_Problem to work on_
Starting at the line that has "point: window sill" and stopping after the line that has "Target: cubby divider", rewrite only those lines with every "electrical outlet" replaced by "power socket" and all else unchanged.
* start Given entries *
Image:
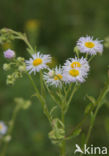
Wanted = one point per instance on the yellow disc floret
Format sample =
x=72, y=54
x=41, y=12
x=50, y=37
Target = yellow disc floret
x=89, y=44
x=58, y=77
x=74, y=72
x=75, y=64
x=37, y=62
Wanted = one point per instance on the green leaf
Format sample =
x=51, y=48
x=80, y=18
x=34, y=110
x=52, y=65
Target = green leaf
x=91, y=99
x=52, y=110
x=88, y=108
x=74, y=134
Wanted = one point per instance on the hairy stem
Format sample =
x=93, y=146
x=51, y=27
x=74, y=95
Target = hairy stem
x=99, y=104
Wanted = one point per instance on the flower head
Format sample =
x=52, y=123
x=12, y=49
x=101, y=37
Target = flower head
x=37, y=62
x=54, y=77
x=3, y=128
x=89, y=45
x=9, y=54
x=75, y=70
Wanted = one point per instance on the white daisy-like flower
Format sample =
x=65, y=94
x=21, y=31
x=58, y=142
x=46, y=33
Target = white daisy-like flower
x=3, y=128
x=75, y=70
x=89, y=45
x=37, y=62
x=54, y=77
* end Given entries *
* start Given entries *
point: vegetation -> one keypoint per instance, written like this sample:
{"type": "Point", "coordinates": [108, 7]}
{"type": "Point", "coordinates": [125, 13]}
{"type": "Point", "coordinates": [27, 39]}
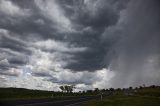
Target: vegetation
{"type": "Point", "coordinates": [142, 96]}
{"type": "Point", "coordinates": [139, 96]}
* end Given entries *
* start Given entries *
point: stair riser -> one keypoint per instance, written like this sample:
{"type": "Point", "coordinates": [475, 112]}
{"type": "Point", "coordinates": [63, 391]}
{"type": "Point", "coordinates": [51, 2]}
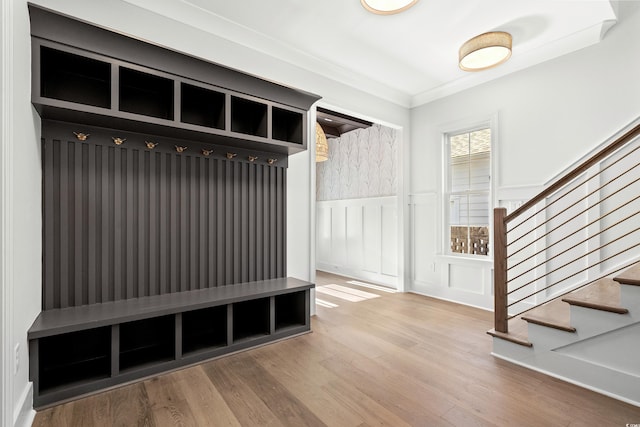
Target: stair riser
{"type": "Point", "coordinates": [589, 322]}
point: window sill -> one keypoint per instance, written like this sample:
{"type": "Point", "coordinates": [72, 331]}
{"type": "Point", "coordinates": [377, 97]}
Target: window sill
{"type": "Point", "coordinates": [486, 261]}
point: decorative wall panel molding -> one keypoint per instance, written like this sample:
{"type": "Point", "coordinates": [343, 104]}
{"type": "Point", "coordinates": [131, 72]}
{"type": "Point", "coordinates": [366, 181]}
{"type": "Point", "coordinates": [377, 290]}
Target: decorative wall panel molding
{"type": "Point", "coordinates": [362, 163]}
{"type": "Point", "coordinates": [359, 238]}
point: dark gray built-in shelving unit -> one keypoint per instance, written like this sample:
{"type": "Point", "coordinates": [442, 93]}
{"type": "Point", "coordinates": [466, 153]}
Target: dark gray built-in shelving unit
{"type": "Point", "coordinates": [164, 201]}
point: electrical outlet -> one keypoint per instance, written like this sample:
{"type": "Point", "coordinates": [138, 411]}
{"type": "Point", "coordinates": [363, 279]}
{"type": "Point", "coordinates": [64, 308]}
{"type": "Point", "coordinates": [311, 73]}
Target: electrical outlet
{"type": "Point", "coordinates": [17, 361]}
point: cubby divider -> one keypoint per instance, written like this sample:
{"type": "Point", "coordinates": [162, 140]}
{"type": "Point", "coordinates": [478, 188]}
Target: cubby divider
* end Given entries *
_Written answer_
point: window sill -> one keypoint per instance, written like this sample:
{"type": "Point", "coordinates": [72, 331]}
{"type": "Point", "coordinates": [377, 97]}
Target: window sill
{"type": "Point", "coordinates": [486, 261]}
point: decorative wall panel molding -> one keypoint per instance, written like this sample:
{"type": "Point", "coordinates": [343, 104]}
{"type": "Point", "coordinates": [131, 72]}
{"type": "Point", "coordinates": [366, 181]}
{"type": "Point", "coordinates": [377, 290]}
Target: decorative wall panel molding
{"type": "Point", "coordinates": [362, 163]}
{"type": "Point", "coordinates": [359, 238]}
point: dark gray built-in shelving unit -> one keypoint per instance, written like this sample:
{"type": "Point", "coordinates": [442, 93]}
{"type": "Point", "coordinates": [466, 153]}
Target: dark gray built-in shelving unit
{"type": "Point", "coordinates": [164, 201]}
point: power socket -> one keypoint per instance, written like this sample:
{"type": "Point", "coordinates": [138, 411]}
{"type": "Point", "coordinates": [363, 279]}
{"type": "Point", "coordinates": [64, 308]}
{"type": "Point", "coordinates": [311, 73]}
Target: power socket
{"type": "Point", "coordinates": [17, 361]}
point: cubby divider -> one keypoint per instance, written like this sample:
{"type": "Point", "coordinates": [162, 140]}
{"type": "Point", "coordinates": [478, 188]}
Target: cubby divider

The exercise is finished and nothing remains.